Part of a data file:
start

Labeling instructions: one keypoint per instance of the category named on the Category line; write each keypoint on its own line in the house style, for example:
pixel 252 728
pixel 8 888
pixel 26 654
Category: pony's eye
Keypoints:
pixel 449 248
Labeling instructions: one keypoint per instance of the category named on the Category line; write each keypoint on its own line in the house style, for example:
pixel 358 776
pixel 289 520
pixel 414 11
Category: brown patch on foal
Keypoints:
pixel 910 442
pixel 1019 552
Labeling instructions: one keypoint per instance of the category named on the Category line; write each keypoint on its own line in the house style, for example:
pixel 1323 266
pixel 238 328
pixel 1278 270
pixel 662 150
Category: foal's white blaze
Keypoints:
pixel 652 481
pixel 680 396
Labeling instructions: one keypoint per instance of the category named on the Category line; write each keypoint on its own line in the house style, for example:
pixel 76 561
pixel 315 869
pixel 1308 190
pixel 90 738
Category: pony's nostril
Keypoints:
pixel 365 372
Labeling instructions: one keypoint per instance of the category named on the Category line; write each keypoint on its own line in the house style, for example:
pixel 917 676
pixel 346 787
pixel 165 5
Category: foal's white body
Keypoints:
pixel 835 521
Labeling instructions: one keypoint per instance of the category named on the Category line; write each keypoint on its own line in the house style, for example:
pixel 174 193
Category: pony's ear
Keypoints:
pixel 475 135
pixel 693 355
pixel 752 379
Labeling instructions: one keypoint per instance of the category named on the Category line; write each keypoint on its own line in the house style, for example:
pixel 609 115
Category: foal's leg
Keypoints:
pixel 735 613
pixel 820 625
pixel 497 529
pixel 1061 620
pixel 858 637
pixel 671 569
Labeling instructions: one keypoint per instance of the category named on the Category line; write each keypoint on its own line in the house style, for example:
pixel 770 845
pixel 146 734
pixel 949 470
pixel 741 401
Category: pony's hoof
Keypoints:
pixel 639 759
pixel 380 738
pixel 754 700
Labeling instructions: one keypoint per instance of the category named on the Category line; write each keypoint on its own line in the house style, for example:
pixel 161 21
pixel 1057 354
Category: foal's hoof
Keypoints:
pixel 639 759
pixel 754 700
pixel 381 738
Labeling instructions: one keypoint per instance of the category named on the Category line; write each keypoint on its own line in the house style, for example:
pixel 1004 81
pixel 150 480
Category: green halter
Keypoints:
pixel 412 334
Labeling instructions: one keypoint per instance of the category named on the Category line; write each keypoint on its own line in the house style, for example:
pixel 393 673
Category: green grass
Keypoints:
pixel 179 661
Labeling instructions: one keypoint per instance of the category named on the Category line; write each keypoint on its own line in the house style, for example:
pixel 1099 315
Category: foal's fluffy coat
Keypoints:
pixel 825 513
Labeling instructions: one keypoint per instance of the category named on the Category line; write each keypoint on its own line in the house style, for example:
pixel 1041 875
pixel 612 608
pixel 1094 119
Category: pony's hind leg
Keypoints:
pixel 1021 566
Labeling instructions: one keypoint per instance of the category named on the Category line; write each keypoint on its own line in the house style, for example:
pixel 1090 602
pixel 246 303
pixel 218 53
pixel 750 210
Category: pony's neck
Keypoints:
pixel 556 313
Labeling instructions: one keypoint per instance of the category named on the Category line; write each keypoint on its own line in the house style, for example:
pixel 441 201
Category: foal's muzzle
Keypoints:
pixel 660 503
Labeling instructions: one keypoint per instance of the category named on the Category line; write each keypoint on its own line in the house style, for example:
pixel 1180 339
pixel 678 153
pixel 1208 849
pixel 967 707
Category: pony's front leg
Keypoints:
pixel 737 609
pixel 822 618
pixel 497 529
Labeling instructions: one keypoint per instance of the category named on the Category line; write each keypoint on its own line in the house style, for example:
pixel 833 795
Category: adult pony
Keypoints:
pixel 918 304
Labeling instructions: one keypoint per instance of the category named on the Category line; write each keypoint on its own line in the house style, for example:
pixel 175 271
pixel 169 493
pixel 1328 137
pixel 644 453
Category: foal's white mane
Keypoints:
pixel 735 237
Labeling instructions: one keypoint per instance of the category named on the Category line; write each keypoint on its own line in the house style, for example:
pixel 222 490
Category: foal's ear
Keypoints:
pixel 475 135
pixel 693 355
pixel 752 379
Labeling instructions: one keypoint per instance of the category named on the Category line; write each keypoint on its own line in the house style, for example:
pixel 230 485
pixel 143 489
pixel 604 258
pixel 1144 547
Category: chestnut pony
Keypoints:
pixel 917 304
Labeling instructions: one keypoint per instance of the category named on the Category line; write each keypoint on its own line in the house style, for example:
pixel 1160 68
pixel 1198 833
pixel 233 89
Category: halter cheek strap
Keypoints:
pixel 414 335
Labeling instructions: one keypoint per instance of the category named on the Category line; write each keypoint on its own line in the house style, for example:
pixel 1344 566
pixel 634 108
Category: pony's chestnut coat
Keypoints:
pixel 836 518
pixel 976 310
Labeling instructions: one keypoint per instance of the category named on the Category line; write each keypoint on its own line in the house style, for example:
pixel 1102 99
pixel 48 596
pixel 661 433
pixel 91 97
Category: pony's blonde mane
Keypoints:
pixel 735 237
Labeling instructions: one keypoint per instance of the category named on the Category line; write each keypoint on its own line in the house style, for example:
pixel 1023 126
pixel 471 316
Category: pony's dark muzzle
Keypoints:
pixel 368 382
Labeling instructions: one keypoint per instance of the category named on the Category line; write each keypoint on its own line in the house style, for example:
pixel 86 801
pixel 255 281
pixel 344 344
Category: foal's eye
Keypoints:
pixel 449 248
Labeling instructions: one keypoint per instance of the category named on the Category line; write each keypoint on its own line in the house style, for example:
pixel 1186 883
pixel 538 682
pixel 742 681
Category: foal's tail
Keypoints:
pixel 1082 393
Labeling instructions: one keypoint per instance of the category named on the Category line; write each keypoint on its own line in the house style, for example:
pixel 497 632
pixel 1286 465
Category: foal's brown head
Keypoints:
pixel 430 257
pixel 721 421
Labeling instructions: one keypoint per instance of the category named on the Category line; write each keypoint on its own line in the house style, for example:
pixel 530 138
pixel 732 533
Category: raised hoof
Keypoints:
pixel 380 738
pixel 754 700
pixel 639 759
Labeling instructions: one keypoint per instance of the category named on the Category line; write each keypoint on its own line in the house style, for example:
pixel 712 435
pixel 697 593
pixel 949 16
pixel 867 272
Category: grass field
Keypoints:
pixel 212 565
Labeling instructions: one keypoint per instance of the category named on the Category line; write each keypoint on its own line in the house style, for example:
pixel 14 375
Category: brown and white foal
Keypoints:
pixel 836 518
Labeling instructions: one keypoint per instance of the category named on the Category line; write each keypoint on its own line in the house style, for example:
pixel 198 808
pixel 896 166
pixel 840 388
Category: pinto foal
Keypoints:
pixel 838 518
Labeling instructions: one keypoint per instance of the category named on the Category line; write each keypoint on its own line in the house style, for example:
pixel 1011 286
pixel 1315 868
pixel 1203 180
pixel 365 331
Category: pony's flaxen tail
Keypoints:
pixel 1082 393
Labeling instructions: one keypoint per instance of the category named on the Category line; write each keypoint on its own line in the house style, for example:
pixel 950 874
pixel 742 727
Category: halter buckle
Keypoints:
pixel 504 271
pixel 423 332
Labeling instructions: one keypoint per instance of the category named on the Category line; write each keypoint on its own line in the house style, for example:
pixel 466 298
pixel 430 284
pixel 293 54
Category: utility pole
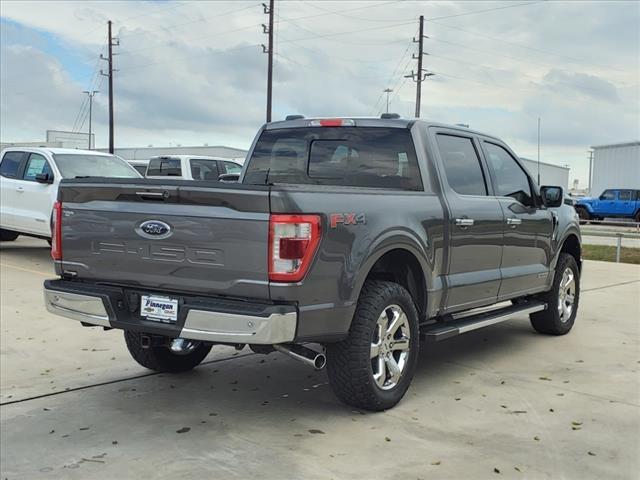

end

* [Instructions to follow] How many lines in the entries above contain the word "mane"? Give only the number.

* [Solution to this problem] 2